> Activity: Retype exactly the lines from the line with "For the chair backrest" to the end of the data, keeping both boundary lines.
┌──
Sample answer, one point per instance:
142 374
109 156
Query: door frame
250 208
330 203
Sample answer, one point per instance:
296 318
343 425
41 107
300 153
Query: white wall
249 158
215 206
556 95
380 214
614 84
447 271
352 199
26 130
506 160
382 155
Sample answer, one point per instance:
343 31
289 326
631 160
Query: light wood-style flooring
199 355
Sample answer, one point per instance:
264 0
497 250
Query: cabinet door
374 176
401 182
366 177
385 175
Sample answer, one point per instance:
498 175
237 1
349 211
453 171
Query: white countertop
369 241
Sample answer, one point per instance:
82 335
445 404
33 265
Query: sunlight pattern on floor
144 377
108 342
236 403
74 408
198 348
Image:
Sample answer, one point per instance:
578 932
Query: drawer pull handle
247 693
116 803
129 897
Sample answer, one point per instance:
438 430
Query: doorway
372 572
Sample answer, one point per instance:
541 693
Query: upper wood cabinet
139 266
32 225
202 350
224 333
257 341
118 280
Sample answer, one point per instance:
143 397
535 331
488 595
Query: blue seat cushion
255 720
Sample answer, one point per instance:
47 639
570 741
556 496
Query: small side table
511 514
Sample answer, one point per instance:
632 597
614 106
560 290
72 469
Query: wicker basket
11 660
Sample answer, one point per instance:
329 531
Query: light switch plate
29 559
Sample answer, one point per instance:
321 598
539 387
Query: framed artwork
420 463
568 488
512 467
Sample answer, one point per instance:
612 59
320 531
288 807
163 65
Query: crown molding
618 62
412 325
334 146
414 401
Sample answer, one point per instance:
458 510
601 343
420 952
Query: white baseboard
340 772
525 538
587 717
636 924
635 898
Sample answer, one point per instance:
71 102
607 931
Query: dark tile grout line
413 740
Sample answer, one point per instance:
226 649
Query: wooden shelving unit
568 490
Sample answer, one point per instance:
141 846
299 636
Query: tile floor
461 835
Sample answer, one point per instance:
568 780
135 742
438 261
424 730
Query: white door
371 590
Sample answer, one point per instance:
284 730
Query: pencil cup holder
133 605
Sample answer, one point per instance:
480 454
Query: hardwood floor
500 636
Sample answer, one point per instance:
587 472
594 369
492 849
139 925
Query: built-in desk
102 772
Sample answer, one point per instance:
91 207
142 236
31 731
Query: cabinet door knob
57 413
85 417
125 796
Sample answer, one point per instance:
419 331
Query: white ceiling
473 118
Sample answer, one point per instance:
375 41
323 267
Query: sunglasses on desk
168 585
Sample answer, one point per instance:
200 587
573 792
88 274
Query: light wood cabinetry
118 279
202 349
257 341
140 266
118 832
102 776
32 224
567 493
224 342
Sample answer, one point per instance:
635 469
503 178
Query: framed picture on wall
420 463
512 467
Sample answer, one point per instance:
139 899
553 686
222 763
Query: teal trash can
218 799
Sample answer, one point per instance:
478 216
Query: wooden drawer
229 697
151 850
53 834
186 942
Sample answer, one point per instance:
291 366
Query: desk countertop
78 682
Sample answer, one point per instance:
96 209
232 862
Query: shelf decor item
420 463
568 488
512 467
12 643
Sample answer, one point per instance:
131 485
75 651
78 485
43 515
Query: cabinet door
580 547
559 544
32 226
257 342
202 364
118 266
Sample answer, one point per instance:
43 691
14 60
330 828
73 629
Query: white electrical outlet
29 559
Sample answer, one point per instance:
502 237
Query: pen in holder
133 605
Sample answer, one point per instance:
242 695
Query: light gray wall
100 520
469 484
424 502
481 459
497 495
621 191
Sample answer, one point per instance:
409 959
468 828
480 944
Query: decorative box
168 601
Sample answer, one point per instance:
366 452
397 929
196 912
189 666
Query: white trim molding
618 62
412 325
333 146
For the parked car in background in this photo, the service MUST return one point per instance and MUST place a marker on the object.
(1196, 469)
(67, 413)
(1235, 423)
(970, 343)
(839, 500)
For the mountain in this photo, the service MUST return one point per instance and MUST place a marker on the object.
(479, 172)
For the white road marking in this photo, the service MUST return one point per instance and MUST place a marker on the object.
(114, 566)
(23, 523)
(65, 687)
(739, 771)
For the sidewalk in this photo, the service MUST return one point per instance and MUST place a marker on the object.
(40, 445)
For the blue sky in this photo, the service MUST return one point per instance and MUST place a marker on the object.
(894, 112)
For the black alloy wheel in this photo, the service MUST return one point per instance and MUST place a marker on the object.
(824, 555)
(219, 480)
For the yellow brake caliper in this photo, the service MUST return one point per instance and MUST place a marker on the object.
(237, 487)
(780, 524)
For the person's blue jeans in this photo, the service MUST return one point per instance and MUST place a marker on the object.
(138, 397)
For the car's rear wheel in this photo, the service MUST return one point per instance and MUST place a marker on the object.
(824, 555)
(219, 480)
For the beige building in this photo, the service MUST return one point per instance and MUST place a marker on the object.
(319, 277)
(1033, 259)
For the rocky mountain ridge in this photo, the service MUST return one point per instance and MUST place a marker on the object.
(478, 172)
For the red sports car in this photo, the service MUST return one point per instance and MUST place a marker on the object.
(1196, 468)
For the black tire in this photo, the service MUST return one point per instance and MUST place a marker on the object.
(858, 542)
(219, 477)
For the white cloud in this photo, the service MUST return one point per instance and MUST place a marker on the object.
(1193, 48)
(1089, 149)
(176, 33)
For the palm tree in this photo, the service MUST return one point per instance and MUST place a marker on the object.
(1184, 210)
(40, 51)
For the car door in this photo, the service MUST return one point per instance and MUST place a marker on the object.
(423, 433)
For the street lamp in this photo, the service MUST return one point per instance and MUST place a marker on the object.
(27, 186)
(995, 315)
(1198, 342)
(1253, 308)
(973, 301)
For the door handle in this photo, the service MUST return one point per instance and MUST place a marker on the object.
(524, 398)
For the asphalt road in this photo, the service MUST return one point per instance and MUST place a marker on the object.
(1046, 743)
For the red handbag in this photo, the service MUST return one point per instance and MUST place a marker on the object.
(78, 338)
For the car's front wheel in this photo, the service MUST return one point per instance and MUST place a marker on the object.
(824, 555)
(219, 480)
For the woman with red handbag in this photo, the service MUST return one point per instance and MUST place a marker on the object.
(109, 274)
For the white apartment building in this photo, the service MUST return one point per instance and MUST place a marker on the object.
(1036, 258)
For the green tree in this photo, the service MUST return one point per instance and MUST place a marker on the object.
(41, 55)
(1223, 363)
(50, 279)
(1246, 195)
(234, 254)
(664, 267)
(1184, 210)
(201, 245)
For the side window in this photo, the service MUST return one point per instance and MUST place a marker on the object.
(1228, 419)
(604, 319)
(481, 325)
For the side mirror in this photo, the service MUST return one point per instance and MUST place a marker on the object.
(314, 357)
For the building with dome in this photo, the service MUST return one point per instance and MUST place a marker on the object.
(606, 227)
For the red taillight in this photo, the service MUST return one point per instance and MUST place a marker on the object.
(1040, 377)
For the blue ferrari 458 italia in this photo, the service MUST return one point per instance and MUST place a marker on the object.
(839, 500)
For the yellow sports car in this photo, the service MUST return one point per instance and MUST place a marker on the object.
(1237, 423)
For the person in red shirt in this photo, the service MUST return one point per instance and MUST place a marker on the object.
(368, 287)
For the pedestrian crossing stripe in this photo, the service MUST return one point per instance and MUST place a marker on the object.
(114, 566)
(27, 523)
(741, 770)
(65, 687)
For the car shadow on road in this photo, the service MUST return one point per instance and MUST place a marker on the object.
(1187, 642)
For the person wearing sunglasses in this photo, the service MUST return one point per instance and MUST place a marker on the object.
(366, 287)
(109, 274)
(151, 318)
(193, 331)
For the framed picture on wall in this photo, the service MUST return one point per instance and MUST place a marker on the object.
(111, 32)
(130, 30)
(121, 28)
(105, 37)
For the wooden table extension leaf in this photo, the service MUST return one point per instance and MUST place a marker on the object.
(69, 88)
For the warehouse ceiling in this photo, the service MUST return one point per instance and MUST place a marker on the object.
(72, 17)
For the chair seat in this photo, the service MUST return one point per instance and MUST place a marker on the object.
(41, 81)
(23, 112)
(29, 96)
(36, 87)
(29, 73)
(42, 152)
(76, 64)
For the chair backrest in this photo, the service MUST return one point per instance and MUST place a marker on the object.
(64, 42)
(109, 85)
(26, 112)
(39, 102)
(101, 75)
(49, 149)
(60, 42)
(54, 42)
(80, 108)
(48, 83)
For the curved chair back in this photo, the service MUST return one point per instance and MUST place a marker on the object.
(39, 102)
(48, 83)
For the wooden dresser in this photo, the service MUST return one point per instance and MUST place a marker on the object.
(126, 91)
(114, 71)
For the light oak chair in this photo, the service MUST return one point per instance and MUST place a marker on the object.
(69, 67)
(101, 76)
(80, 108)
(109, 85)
└──
> Reply to the task:
For the chair backrest in this photo, the service MUST return one point per instance and MUST place a marker on the object.
(64, 42)
(109, 85)
(26, 112)
(39, 102)
(101, 75)
(49, 149)
(60, 42)
(54, 42)
(80, 108)
(48, 83)
For the curved chair back in this photo, the service MUST return one point per instance and MUST place a marker on the object.
(39, 102)
(48, 83)
For the wooden dresser in this photo, the service MUST return one point per instance and MUST place a marker on the object.
(126, 91)
(114, 71)
For the light oak chair in this photo, the service MUST return one point per instance and MUST place a marker on the object.
(69, 67)
(101, 76)
(80, 108)
(109, 85)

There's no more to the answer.